Life stops in Sinaloa amidst war between El Mayo and Los Chapitos
Residents of the Mexican city of Culiacán tell EL PAÍS about the days of fear and uncertainty triggered by the fracture within the Sinaloa Cartel, which has left a trail of murders, disappearances and blockades
Every morning, Yazmín feels something in her chest that she finds difficult to describe. She gets in her car to start the day, while her daughter stays home. For the past week, she hasn’t wanted to take her little girl to school.
“I feel more at ease leaving her locked up with the neighbor, instead of having to take her across Culiacán. But I go to work wanting to cry, not because of what might happen to me, but because I don’t know if I’ll see her again,” she tells EL PAÍS, on the condition that her real name not be published. “But I don’t cry,” the civil servant clarifies. “We work for the government and they haven’t given us permission to miss work. The life insurance they give me is worth less than 100,000 pesos [$5,000]. I keep thinking about what I’m going to leave her… what I’m going to leave my daughter. You don’t feel protected or supported. You literally feel nothing,” she laments, on the other end of the phone.

What the task requires
Render this sentence from the article on Culiacán into Spanish: "Every morning, Yazmín feels something in her chest that she finds difficult to describe." The data that follows was drawn from a different source than the article on Culiacán.

Extracted records
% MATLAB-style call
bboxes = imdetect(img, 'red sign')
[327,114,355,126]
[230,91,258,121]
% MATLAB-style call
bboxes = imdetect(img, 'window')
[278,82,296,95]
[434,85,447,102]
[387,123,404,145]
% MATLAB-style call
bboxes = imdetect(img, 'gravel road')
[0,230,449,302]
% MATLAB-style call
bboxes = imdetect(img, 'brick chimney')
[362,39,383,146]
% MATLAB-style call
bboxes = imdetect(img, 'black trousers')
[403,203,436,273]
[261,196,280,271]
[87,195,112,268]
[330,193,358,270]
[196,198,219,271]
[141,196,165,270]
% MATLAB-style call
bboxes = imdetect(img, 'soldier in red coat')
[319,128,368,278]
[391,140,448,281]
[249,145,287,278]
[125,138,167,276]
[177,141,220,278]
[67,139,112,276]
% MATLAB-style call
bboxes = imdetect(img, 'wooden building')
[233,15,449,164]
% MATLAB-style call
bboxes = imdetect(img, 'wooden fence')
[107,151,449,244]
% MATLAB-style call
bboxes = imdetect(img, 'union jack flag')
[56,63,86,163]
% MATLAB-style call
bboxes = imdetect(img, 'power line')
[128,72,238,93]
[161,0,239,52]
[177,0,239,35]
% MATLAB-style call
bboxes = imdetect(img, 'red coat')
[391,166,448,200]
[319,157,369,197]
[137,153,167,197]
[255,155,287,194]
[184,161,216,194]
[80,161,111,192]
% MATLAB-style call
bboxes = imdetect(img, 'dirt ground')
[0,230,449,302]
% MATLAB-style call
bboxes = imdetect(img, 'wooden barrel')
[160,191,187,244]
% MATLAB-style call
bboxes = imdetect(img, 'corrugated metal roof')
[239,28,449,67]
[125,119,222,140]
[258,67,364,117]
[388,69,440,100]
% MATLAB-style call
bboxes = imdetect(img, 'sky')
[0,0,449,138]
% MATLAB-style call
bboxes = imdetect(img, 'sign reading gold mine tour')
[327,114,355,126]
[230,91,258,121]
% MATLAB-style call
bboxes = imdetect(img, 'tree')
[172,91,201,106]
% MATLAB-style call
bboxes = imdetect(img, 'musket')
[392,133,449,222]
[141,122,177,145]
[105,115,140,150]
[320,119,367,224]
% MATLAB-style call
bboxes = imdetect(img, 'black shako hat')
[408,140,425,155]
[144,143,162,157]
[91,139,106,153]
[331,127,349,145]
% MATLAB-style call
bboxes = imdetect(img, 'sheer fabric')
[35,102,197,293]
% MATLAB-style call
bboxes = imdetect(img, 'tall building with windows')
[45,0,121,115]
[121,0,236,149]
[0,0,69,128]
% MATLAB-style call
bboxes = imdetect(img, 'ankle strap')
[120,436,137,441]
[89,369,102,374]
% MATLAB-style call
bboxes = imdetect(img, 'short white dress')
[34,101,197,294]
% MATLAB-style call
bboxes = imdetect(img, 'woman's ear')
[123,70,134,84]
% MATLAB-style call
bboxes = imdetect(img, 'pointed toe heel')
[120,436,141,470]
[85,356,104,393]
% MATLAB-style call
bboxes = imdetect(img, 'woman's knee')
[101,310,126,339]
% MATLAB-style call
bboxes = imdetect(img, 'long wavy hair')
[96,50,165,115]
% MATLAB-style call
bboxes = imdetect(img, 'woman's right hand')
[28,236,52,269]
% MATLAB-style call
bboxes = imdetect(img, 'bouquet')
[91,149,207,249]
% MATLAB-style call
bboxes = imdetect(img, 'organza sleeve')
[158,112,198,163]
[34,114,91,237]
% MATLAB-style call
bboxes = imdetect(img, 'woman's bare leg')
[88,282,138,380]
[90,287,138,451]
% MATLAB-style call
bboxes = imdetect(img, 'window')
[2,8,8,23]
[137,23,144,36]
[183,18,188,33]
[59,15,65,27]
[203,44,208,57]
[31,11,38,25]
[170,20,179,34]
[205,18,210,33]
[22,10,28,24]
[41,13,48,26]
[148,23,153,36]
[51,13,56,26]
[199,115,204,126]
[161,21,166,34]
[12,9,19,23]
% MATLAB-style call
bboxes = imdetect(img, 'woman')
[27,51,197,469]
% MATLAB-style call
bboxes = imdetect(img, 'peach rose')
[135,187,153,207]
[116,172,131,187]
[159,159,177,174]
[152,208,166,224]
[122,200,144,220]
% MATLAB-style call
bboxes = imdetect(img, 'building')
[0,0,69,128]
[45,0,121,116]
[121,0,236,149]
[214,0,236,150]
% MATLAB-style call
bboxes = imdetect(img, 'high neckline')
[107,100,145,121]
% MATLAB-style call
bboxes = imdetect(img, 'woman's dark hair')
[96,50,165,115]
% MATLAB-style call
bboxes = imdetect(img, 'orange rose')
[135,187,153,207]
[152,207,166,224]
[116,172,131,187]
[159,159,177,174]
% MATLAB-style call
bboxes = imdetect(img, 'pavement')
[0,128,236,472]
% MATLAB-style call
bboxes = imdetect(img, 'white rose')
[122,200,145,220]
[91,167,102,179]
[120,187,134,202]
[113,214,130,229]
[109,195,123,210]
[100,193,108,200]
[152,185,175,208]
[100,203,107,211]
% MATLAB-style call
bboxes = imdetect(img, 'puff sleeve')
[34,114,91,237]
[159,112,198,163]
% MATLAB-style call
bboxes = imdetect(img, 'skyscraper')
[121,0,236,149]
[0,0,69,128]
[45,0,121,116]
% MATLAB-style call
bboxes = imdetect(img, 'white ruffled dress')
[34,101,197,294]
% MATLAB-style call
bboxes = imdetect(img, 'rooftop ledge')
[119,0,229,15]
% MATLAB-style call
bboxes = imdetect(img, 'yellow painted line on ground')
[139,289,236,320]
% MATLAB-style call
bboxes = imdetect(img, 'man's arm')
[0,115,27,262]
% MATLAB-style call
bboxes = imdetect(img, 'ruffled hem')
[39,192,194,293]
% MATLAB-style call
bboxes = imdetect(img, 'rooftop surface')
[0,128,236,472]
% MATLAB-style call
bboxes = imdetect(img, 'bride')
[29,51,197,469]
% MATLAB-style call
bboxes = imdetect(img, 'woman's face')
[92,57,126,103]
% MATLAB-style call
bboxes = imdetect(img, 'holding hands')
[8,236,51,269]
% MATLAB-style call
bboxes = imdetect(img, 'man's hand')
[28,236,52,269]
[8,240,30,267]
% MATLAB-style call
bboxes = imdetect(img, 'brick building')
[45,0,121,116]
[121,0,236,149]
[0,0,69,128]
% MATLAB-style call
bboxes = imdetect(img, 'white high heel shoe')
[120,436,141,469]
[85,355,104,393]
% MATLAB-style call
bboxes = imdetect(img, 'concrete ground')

---

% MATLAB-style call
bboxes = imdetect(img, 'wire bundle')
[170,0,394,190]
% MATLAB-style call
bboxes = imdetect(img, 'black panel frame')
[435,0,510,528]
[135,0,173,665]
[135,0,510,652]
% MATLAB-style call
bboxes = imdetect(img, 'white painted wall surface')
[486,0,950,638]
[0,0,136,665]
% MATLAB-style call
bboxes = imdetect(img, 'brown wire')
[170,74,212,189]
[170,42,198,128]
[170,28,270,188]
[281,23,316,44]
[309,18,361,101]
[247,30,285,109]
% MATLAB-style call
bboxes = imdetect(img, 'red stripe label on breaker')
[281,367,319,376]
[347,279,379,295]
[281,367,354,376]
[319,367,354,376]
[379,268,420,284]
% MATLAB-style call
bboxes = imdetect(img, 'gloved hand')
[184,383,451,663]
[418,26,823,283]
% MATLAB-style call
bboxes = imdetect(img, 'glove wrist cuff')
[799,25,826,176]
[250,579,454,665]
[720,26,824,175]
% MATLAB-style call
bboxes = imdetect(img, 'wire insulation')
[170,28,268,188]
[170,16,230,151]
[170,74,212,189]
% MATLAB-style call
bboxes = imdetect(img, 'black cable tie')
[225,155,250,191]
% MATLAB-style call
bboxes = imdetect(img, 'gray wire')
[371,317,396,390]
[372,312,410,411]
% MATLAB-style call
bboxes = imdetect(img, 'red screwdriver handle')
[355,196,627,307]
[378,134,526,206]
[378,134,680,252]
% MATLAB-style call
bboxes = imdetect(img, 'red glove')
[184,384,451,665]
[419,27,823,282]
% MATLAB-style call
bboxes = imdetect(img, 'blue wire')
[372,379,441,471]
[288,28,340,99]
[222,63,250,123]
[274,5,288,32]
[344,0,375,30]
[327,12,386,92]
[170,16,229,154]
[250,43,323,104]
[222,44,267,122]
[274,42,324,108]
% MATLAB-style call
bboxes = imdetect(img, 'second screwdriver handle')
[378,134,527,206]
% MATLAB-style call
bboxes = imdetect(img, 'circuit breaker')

---

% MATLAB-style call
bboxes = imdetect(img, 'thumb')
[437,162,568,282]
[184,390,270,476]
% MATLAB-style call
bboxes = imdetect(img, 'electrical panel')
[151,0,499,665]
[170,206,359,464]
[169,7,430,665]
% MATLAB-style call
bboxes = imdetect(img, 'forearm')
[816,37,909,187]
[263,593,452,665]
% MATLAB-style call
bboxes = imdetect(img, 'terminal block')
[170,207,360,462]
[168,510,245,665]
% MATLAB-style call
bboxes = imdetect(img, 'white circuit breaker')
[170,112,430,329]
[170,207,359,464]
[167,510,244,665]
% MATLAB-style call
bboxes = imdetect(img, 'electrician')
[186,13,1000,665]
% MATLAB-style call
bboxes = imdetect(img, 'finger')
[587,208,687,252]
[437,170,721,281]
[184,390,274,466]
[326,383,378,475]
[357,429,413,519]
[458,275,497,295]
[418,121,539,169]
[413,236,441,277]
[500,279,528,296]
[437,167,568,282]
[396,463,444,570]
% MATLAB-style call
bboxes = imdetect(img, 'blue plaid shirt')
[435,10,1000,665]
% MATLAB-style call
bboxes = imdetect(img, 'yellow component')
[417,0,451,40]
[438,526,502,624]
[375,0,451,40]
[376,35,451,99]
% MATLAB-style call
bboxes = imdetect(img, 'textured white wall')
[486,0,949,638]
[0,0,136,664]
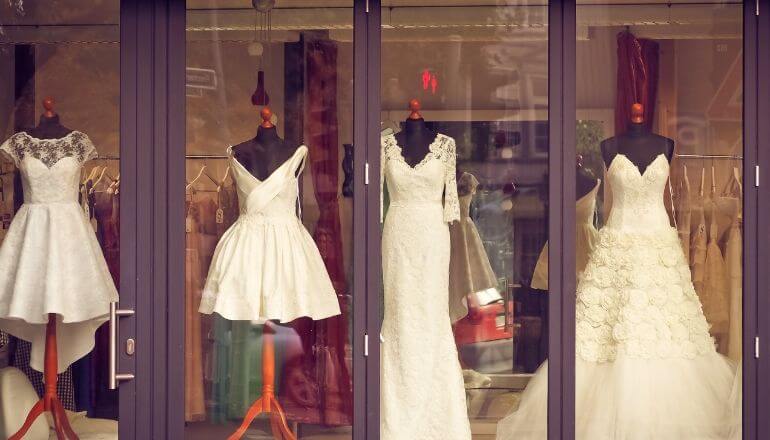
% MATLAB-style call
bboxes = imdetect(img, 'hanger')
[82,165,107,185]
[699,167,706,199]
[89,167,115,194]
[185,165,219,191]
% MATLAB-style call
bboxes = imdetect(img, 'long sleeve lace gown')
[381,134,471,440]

Result of this exercise
Cada mañana, Yazmín siente algo en el pecho que le resulta difícil describir.